### Stored data entries:
********************
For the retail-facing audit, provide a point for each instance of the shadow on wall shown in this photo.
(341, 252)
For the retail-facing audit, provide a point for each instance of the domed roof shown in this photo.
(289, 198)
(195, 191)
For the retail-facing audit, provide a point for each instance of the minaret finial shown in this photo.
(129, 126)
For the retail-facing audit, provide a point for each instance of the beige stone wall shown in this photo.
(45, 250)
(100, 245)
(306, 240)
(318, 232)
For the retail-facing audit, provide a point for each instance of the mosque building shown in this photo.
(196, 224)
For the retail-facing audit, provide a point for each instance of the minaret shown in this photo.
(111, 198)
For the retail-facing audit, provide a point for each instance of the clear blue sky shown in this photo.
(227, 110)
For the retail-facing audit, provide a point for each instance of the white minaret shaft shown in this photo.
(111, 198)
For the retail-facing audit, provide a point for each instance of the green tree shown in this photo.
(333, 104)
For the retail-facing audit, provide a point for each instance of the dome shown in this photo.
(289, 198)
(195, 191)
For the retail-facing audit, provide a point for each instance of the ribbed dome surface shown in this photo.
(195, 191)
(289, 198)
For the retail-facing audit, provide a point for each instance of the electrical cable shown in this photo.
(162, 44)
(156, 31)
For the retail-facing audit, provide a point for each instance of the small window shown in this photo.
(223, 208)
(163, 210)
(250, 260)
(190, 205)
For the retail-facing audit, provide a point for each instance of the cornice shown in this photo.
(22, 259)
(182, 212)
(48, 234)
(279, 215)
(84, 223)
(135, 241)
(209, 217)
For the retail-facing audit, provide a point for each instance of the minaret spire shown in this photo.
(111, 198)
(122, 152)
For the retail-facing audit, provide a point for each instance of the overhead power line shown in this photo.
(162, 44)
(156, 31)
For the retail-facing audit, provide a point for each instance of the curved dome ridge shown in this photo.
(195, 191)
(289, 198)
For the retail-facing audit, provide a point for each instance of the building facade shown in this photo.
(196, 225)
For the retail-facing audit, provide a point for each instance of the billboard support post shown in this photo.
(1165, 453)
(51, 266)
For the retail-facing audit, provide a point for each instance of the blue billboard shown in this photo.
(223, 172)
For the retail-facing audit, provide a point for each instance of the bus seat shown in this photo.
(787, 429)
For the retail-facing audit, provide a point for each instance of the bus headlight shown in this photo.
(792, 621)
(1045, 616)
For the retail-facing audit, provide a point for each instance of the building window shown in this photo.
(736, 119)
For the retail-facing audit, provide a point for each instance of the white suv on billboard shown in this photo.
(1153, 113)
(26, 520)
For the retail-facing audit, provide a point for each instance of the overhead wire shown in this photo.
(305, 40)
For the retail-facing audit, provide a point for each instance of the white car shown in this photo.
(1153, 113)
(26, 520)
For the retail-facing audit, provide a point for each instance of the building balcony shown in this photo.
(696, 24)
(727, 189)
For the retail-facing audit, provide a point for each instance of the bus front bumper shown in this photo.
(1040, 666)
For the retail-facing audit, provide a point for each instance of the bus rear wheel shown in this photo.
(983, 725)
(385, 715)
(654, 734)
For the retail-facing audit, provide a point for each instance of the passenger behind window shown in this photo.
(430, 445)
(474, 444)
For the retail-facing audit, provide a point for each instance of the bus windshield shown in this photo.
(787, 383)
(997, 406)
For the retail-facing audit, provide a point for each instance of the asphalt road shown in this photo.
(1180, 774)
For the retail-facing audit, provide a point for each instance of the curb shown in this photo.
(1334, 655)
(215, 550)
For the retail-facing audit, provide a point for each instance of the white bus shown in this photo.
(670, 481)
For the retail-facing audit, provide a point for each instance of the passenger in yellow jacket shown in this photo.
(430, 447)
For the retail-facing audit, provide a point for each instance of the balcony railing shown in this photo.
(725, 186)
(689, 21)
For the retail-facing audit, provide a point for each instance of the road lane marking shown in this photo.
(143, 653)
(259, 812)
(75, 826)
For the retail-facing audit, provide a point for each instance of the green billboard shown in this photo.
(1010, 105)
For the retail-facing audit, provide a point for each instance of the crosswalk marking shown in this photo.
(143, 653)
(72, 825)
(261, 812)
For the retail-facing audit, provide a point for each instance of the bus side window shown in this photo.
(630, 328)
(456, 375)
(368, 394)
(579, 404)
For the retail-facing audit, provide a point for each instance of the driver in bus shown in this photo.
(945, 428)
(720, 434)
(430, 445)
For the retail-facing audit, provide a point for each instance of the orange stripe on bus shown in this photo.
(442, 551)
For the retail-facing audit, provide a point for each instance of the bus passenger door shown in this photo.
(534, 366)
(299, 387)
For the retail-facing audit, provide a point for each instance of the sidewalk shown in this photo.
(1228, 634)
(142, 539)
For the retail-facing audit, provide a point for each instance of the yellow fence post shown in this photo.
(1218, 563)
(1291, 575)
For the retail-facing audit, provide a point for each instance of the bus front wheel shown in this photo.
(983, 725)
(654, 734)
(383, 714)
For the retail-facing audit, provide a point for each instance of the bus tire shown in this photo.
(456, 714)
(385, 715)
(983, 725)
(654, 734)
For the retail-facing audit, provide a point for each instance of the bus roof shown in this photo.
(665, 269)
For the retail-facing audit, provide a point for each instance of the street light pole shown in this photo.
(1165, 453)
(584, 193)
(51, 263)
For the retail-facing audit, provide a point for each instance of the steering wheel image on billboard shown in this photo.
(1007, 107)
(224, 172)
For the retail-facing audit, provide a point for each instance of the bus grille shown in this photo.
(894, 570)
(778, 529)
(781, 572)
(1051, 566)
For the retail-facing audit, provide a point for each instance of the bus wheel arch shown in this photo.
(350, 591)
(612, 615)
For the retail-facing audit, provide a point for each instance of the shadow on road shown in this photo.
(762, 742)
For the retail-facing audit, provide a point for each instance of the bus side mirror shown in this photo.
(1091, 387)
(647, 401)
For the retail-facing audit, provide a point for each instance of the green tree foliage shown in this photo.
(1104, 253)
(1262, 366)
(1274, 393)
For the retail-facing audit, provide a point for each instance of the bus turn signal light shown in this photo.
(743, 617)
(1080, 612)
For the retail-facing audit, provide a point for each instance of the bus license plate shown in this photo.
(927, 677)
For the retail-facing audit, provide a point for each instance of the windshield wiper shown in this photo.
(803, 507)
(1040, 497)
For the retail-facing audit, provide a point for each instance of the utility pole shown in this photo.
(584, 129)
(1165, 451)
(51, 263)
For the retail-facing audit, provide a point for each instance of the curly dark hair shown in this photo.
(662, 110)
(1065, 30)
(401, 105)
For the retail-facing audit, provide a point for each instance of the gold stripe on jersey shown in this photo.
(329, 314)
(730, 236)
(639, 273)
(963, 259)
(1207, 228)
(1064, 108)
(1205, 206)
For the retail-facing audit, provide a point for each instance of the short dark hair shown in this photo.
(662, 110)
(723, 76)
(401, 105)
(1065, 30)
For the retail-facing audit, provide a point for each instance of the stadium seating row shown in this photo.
********************
### INSTRUCTIONS TO FOLLOW:
Restate each record word for word.

### EXERCISE ANSWER:
For the retail-facing audit, provide a point for each instance of the shadow on wall shown in this photo.
(341, 252)
For the retail-facing audit, provide a point for each instance of the domed roof shown in this photo.
(289, 198)
(195, 191)
For the retail-facing audit, provide a point for each instance of the minaret finial shown in this photo.
(129, 126)
For the retail-facing audit, provide a point for each instance of the beige stone wall shown in this photo.
(45, 250)
(100, 245)
(306, 240)
(318, 232)
For the retail-facing audit, provide a point for each instance of the mosque building shown in this photo.
(196, 224)
For the retail-facing audit, provide a point for each instance of the minaret shown in this photo.
(111, 198)
For the retail-facing audit, provide a point for each instance of the clear blue sky shown in this photo.
(227, 110)
For the retail-facing audit, provide a point for each instance of the white minaret shaft shown in this photo.
(111, 198)
For the retail-facing audit, provide a point for each instance of the green tree shown in this photo.
(333, 104)
For the retail-facing audit, provide a point for each instance of the dome shown in this photo.
(289, 198)
(195, 191)
For the retail-facing audit, provide a point for each instance of the ribbed dome surface shown in this photo.
(195, 191)
(289, 198)
For the retail-facing audit, provide a point for each instance of the electrical cable shown in this photo.
(162, 44)
(156, 31)
For the retail-facing audit, provide a point for each instance of the small window shown in this photo.
(223, 208)
(163, 210)
(250, 260)
(190, 205)
For the retail-facing audit, provide a point for each instance of the cornice shown in this photo.
(22, 259)
(182, 212)
(48, 234)
(279, 215)
(84, 223)
(135, 241)
(209, 217)
For the retail-facing audit, provide a point for each instance of the minaret spire shown in this photo.
(111, 198)
(122, 152)
For the retail-facing audit, provide a point for each instance of the overhead power line shown in this photo.
(162, 44)
(156, 31)
For the retail-facing audit, provide a point for each instance of the curved dome ridge shown in this photo.
(195, 191)
(289, 198)
For the retail-facing audit, provide a point for each instance of the building facade shown in this photo.
(196, 225)
For the retail-facing audit, provide a point for each instance of the billboard support post shown in this photo.
(1165, 453)
(51, 266)
For the retail-facing audit, provide a point for each instance of the blue billboard shown in this photo.
(223, 172)
For the retail-facing audit, provide a point for each instance of the bus seat shown in this photo.
(787, 429)
For the retail-facing audit, provide a point for each instance of the bus headlight shown in this photo.
(792, 621)
(1045, 616)
For the retail-facing audit, provide a point for each instance of the building window shown in this photo.
(736, 119)
For the retail-facing audit, provide a point for each instance of the white suv on billboard shown in this photo.
(1153, 113)
(26, 520)
For the retail-facing audit, provide a point for each instance of the overhead wire shown in this photo.
(305, 40)
For the retail-facing audit, provide a point for each instance of the white car shown in this photo.
(1153, 113)
(26, 520)
For the retail-facing audit, provide a point for each instance of the building balcony shown in this photo.
(696, 24)
(727, 189)
For the retail-facing audit, provide a point for each instance of the bus front bumper shown in this photo.
(1040, 666)
For the retail-facing audit, provide a point for each instance of the bus rear wheel shown in this photo.
(983, 725)
(385, 715)
(654, 734)
For the retail-facing audit, provide a point for each instance of the passenger behind window shown in this photo.
(430, 445)
(474, 444)
For the retail-facing audit, provide a point for each instance of the bus windshield shown in this photo.
(787, 383)
(997, 406)
For the retail-facing audit, provide a point for each instance of the asphalt road shown in this photo.
(1180, 774)
For the retail-facing audit, provide a point for each instance of the curb shown in this photo.
(1334, 655)
(215, 550)
For the retail-facing audit, provide a point for each instance of the white bus shown in this photo.
(670, 481)
For the retail-facing audit, provide a point for each instance of the passenger in yellow jacket shown in this photo.
(430, 447)
For the retail-facing audit, provide a point for each instance of the balcony railing shown in this photo.
(725, 186)
(689, 21)
For the retail-facing audit, provide a point for each instance of the road lane marking shown in this photo.
(143, 653)
(259, 812)
(75, 826)
For the retail-facing audit, provide a point for each instance of the green billboard shown in this photo.
(1010, 105)
For the retail-facing audit, provide a point for each instance of the crosswalk marking shown in this photo.
(143, 653)
(72, 825)
(261, 812)
For the retail-facing audit, provide a point for each instance of the bus side window shown in this photo.
(630, 328)
(456, 375)
(368, 394)
(579, 404)
For the retail-facing audit, provide a point for each instance of the driver in bus shown in this photo.
(945, 428)
(720, 434)
(430, 445)
For the retail-facing audit, provide a point for each instance of the orange stripe on bus shown in this photo.
(442, 551)
For the retail-facing audit, provide a point for each instance of the bus passenger door shown in this photo.
(534, 366)
(299, 387)
For the retail-facing audit, provide a point for each instance of the sidewalk shown in this photo.
(1228, 634)
(142, 539)
For the retail-facing audit, provide a point for each instance of the yellow fence post shown in this photo.
(1218, 563)
(1291, 575)
For the retail-facing audit, provide a point for each instance of the bus front wheel shown in this photo.
(983, 725)
(654, 734)
(383, 714)
For the retail-facing audit, provide a point for each instance of the bus tire shown in this photo.
(456, 714)
(385, 715)
(983, 725)
(654, 734)
For the retail-facing audit, provide a point for each instance of the bus roof shown in this photo.
(665, 269)
For the retail-facing audit, provide a point for each instance of the street light pole shown in this photo.
(1165, 453)
(584, 193)
(51, 263)
For the retail-facing audit, provide a point for each instance of the steering wheel image on billboard shown in this photo.
(1007, 107)
(224, 172)
For the retail-facing audit, provide a point for each instance of the bus grille shown in this photo.
(894, 570)
(778, 529)
(781, 572)
(1051, 566)
For the retail-facing audit, provide a point for each instance of the bus wheel arch shown in this photo.
(350, 591)
(612, 615)
For the retail-facing audit, provide a point for each instance of the shadow on road shown in this photo.
(762, 742)
For the retail-facing audit, provide a point for each instance of the bus side mirror shown in this photo.
(1091, 387)
(647, 401)
For the retail-facing audit, provide a point for each instance of the green tree foliage shown in this photo.
(1104, 253)
(1262, 366)
(1274, 393)
For the retail-facing audit, provide a point for each instance of the bus turn signal light shown in this photo.
(743, 617)
(1080, 612)
For the retail-facing audit, provide a point for each instance of the bus license plate shown in this photo.
(927, 677)
For the retail-facing audit, provide a point for each instance of the windshield wiper shown in this photo.
(803, 507)
(1040, 497)
For the retail-facing audit, provide a point for each instance of the utility pole shown in this photo.
(584, 129)
(1165, 451)
(51, 263)
For the retail-facing audit, provide a point for each instance of the curly dark hair shown in this photo.
(662, 110)
(1065, 30)
(401, 105)
For the retail-facing audit, provide a point for each instance of the gold stripe on jersey shown in this photo.
(329, 314)
(730, 236)
(639, 273)
(963, 259)
(1207, 228)
(1064, 108)
(1205, 206)
For the retail-facing audit, provide a point for each instance of the short dark hair shown in this photo.
(662, 110)
(723, 76)
(401, 105)
(1065, 30)
For the retail-facing audit, provide a point for each instance of the stadium seating row shown in this photo.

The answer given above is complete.